Extracted text:
____

Different ways of brain function, such as autism, bipolar disorder and schizophrenia, often result in people with unique skills but who have trouble fitting in with society’s norms. Almost by very definition, revolutionary artists, thinkers and inventors are people whose thinking goes beyond the boundaries of normal society. Heterodox thinkers are essential to a healthy society. However, societies have a love-hate relationship with such people.
Some of history’s greatest scientists had brain disorders that resulted in them in being considered eccentric and, sometimes, being outliers to society. The following are three notable examples:
Kurt Godel
Perhaps no one better personifies the old adage that there’s a fine line between genius and insanity than 20th-century Austrian-American mathematician and logician Kurt Godel.

____

Given data:
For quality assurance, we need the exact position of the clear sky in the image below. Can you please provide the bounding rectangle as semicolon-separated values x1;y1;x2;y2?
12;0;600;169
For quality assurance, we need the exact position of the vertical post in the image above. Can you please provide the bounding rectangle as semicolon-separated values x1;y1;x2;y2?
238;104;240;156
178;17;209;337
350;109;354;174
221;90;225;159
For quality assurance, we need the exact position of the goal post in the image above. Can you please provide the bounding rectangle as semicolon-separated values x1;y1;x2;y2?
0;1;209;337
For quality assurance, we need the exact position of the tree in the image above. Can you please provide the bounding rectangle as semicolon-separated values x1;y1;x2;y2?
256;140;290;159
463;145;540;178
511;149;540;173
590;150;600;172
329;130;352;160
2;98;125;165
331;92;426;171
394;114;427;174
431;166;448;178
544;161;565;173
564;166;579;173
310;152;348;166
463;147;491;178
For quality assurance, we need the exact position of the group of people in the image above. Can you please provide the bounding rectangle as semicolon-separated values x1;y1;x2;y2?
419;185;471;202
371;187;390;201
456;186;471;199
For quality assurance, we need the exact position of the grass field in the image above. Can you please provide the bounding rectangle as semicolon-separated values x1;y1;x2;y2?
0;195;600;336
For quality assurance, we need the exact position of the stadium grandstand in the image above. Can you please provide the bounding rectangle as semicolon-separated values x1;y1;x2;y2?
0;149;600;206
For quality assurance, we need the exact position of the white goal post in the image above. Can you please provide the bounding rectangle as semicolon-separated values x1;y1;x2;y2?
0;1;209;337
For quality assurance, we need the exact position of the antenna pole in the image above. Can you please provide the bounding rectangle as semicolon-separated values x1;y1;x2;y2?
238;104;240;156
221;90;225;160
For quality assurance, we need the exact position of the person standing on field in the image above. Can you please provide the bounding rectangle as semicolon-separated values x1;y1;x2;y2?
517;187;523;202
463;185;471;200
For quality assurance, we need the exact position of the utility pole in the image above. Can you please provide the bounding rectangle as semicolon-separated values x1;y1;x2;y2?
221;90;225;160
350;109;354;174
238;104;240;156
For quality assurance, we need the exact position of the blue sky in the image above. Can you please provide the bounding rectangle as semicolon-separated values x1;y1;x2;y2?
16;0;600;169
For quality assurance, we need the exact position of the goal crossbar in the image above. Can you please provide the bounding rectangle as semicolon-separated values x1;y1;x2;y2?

____

Written instruction A:
For the passage on unconventional scientists, decide whether each statement below agrees with the text. Give yes or no for each, with the deciding words quoted from the passage. (i) Heterodox thinkers are described as essential to a healthy society. (ii) The passage announces five notable examples. (iii) Kurt Godel is identified as a British physicist.
Written instruction B:
According to the passage on unconventional scientists, what kind of relationship do societies have with heterodox thinkers?

Complete output A:
(i) Yes: "Heterodox thinkers are essential to a healthy society."
(ii) No: "The following are three notable examples:"
(iii) No: "20th-century Austrian-American mathematician and logician Kurt Godel"

Complete output B:
A love-hate relationship.